## WHAT THE TASK ASKS
Restate each entry word for word. Keep every detail intact.

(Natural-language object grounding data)
________________________

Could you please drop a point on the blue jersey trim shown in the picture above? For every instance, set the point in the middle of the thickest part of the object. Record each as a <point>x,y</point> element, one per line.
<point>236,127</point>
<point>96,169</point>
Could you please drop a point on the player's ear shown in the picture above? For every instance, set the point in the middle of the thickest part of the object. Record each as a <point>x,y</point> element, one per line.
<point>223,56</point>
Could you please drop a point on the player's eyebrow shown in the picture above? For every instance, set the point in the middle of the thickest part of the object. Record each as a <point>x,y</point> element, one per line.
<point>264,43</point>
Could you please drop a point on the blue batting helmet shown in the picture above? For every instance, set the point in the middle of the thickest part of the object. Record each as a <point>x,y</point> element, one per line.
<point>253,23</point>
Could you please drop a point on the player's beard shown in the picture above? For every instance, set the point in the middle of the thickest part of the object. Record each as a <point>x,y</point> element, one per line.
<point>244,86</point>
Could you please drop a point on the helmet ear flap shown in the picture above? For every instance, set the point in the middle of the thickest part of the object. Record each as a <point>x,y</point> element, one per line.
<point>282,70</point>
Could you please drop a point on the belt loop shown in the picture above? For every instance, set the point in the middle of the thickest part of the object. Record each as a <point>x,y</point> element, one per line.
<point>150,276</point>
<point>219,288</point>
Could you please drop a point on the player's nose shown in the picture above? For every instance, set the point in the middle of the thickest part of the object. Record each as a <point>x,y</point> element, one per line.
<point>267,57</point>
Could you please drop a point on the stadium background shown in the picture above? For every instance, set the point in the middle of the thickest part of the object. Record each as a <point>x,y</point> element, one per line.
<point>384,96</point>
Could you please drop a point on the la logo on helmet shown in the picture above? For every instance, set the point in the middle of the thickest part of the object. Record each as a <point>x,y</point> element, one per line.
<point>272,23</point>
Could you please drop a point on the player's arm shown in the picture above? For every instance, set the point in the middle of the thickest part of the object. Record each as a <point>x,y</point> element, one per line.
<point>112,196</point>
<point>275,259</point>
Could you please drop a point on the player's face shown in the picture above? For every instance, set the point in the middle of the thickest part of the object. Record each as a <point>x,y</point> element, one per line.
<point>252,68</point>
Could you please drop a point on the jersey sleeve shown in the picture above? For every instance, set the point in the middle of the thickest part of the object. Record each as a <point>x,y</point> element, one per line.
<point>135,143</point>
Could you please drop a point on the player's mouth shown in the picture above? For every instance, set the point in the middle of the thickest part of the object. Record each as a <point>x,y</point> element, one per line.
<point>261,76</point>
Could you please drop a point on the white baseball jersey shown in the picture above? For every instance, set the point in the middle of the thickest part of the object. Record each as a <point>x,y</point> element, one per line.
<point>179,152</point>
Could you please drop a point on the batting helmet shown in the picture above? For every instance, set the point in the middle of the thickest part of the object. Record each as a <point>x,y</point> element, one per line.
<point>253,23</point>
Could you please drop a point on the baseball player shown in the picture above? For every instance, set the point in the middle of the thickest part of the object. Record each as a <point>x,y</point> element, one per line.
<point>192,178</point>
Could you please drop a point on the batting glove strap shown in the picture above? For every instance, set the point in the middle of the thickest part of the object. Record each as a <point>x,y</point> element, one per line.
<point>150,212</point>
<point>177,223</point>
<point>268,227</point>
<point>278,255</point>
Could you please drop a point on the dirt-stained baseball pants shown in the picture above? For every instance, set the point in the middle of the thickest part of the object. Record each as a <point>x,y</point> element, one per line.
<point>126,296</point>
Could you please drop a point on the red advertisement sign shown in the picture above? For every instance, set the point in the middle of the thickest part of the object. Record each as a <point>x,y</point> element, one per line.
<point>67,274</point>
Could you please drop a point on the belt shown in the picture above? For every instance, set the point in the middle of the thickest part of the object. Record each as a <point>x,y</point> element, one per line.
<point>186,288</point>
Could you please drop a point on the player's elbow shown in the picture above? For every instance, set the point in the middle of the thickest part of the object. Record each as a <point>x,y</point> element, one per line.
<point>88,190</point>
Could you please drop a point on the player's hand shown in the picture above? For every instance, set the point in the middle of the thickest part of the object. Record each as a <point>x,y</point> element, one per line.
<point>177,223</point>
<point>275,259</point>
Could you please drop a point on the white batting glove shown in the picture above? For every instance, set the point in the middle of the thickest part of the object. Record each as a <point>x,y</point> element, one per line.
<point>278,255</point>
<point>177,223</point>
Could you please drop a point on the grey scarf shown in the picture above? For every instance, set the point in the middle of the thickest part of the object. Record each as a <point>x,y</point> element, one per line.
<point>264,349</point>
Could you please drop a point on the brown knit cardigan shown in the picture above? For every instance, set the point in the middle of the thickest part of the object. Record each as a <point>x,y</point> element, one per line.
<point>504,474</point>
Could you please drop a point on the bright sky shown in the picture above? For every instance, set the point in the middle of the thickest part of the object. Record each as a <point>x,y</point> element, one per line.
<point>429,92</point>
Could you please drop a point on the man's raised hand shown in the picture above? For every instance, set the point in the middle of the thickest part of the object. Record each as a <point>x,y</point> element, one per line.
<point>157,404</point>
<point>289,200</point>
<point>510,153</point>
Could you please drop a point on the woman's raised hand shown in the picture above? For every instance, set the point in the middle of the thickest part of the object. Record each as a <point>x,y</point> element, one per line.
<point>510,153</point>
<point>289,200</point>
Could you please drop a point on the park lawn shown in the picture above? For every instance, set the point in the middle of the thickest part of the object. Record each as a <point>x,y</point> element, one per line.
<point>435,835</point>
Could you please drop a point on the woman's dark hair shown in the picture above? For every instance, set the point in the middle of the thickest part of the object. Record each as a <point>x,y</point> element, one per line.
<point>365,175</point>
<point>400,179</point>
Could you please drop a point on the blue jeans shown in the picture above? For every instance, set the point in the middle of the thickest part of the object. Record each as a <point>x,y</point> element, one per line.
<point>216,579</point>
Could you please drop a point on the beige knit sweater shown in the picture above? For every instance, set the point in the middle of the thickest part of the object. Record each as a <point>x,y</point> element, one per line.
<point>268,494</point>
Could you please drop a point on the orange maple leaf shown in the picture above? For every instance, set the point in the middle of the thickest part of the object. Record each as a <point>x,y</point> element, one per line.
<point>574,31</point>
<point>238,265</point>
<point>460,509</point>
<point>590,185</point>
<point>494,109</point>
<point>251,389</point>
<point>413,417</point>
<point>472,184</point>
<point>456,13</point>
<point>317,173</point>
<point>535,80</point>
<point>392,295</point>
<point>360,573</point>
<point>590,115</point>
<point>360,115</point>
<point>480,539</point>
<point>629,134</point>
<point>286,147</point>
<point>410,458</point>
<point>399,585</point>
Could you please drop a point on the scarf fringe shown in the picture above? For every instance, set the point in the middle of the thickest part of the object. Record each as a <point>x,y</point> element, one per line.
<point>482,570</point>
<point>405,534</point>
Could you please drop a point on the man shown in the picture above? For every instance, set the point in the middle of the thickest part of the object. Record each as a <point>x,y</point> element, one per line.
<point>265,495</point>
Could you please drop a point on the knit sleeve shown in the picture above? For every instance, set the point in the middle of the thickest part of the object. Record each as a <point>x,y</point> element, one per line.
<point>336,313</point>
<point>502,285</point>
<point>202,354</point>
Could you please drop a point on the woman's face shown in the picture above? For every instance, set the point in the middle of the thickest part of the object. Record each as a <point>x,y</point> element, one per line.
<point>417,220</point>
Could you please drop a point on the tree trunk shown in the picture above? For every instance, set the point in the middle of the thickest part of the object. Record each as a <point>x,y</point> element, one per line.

________________________

## ANSWER AREA
Could you please drop a point on the blue jersey trim shown in the picture above? For every instance, set the point in the middle of the thickest part of the object. Record each as a <point>x,y</point> element, one per line.
<point>236,127</point>
<point>96,169</point>
Could you please drop a point on the player's ear shown in the picture above? For every instance, set the point in the middle of the thickest part of the object. Record each as a <point>x,y</point> element, one per line.
<point>223,56</point>
Could you please drop a point on the player's eyebrow shown in the picture above? For every instance, set the point in the middle of the thickest part of the object. Record each as a <point>x,y</point> element, one per line.
<point>264,43</point>
Could you please drop a point on the blue batting helmet shown in the picture above? For every instance, set the point in the middle of the thickest part of the object. Record each as a <point>x,y</point> element, one per line.
<point>253,23</point>
Could you please drop a point on the player's beard shown in the picture above? For every instance, set the point in the middle of the thickest part of the object. Record each as a <point>x,y</point> element, one per line.
<point>244,86</point>
Could you please drop a point on the helmet ear flap shown in the picture above? For every instance, set the point in the middle of the thickest part of the object. Record each as a <point>x,y</point> element, one per line.
<point>282,70</point>
Could you please drop a point on the belt loop shown in the picture above? For every instance, set the point in the middle of the thickest part of the object. Record each as a <point>x,y</point> element, one per line.
<point>150,276</point>
<point>219,288</point>
Could you please drop a point on the player's nose shown in the picture above? For every instance, set the point in the middle of the thickest part of the object. Record each as a <point>x,y</point> element, one per line.
<point>267,57</point>
Could you please drop a point on the stadium background shown in the picture above? For every instance, set the point in the middle of the thickest part of the object. Record each as a <point>x,y</point> element, one per line.
<point>384,96</point>
Could you please drop a point on the la logo on helmet shown in the picture above? For every instance, set the point in the middle of the thickest part of the object. Record each as a <point>x,y</point> element, one per line.
<point>272,23</point>
Could you please drop a point on the player's arm shown in the picture above? For every instance, set the point in the middle of the thickest part of the object. Record each as a <point>x,y</point> element, one per line.
<point>112,196</point>
<point>275,259</point>
Could you please drop a point on the player's face shown in the picture above? For every instance, set the point in the middle of the thickest part of the object. Record each as a <point>x,y</point> element, one per line.
<point>252,68</point>
Could you please drop a point on the jersey sleeve shown in the picture above? For every instance, set the point in the middle of the thickest part of the object. Record each as a <point>x,y</point> element, one per line.
<point>135,143</point>
Could you please drop a point on the player's mouth shown in the picture above? For every instance, set the point in the middle of the thickest part of the object. Record each as a <point>x,y</point> element, one per line.
<point>261,76</point>
Could you please drop a point on the white baseball jersey shown in the picture above? For every instance, set the point in the middle of the thickest part of the object. Record each as a <point>x,y</point> element, one per line.
<point>179,152</point>
Could you please drop a point on the batting helmet shown in the picture above? For every instance, set the point in the middle of the thickest part of the object. Record each as a <point>x,y</point> element, one per line.
<point>253,23</point>
Could you please drop a point on the baseball player shown in the picture above? For every instance, set the point in the middle of the thickest part of the object. Record each as a <point>x,y</point> element, one per line.
<point>192,178</point>
Could you please drop a point on the batting glove strap shown in the picture above? For every instance, set the point in the middle of the thickest part of the object. Record each as a <point>x,y</point> element, one per line.
<point>150,212</point>
<point>177,223</point>
<point>268,227</point>
<point>278,255</point>
Could you please drop a point on the dirt-stained baseball pants shown in the picture above? For every instance, set the point in the middle of the thickest part of the object. Record each as a <point>x,y</point> element, one per line.
<point>126,296</point>
Could you please drop a point on the red advertisement sign shown in the picture above? For every instance, set the point in the middle of the thickest part of the object. Record each as a <point>x,y</point> element, one per line.
<point>67,274</point>
Could you please drop a point on the belt shown in the picture above? For every instance, set the point in the middle of the thickest part of the object. Record each as a <point>x,y</point> element, one per line.
<point>186,288</point>
Could you please drop a point on the player's elbow shown in the picture above? For every instance, set the point in the middle of the thickest part of the object. Record each as a <point>x,y</point> element, one per line.
<point>88,190</point>
Could you please drop a point on the player's hand shown in the picture above? For every instance, set the point in the middle of the thickest part of the object. Record each as a <point>x,y</point> element, one per line.
<point>177,223</point>
<point>275,259</point>
Could you please drop a point on the white batting glove shown in the picture above? For every instance, set the point in the middle of the thickest part of the object. Record each as a <point>x,y</point> element, one per line.
<point>278,255</point>
<point>177,223</point>
Could you please drop a point on the grey scarf shown in the picture above? For every instance, set the point in the middle of the thickest part of the object. Record each as a <point>x,y</point> element, one per line.
<point>264,349</point>
Could you please drop a point on the brown knit cardigan shown in the picture above? For every instance, set the point in the middle of the thickest part of the object. Record each as a <point>x,y</point> element, one per line.
<point>504,474</point>
Could you please drop a point on the bright sky shown in the picture above? For every instance, set the point in the middle of the thickest part of the object. Record each as a <point>x,y</point> element, one per line.
<point>429,92</point>
Could you please drop a point on the man's raised hand shown in the picture above? For every instance, set the point in the middle of the thickest part of the object. Record each as a <point>x,y</point> element, one per line.
<point>157,404</point>
<point>289,200</point>
<point>510,153</point>
Could you please drop a point on the woman's raised hand shown in the picture above? For every instance, set the point in the middle of the thickest part of the object. Record each as a <point>x,y</point> element, one per line.
<point>510,153</point>
<point>289,200</point>
Could you please drop a point on the park lawn shown in the picture above? For every instance, set the point in the middle of the thickest part of the object. Record each as a <point>x,y</point> element, one per line.
<point>435,835</point>
Could you please drop a point on the woman's dark hair shown in the picture above? For every instance, set the point in the middle of the thickest part of the object. Record each as a <point>x,y</point> element, one per line.
<point>365,175</point>
<point>400,179</point>
Could you please drop a point on the blue jeans shown in the picture above? For every instance, set the point in the middle of the thickest part of the object. Record each as a <point>x,y</point> element, one per line.
<point>216,579</point>
Could you please drop a point on the beige knit sweater shown in the picture above? For every instance, set the point in the middle of the thickest part of the object. Record each as a <point>x,y</point> element, one per line.
<point>268,494</point>
Could you please drop a point on the orange maple leaf shown in the picture above? For every instance, set the point in the middle of the thickest part of the object. Record each as a <point>x,y</point> element, one per line.
<point>574,31</point>
<point>238,265</point>
<point>460,509</point>
<point>590,185</point>
<point>494,109</point>
<point>251,389</point>
<point>413,417</point>
<point>472,184</point>
<point>456,13</point>
<point>317,173</point>
<point>535,80</point>
<point>392,295</point>
<point>360,573</point>
<point>590,115</point>
<point>360,115</point>
<point>480,539</point>
<point>629,134</point>
<point>286,147</point>
<point>410,458</point>
<point>399,585</point>
Could you please drop a point on the scarf fringe shown in the picture above? For every instance, set the point in the middle of the thickest part of the object. Record each as a <point>x,y</point> element, one per line.
<point>482,570</point>
<point>405,534</point>
Could you please drop a point on the man shown in the picture above? For every instance, set the point in the middle of the thickest part of the object. Record each as a <point>x,y</point> element, one per line.
<point>265,495</point>
Could you please drop a point on the knit sleeve shown in the picture above? For every instance, set the point in the middle of the thickest part of the object. Record each as a <point>x,y</point> element, one per line.
<point>336,313</point>
<point>502,285</point>
<point>202,354</point>
Could you please drop a point on the woman's face shown in the picture above? For every instance, set the point in the middle of the thickest part of the object. Record each as a <point>x,y</point> element, one per line.
<point>417,220</point>
Could you please drop a point on the tree trunk shown in the picture above? For every instance, set the point in the middle of the thickest part of the object. Record each as a <point>x,y</point> element, one per line.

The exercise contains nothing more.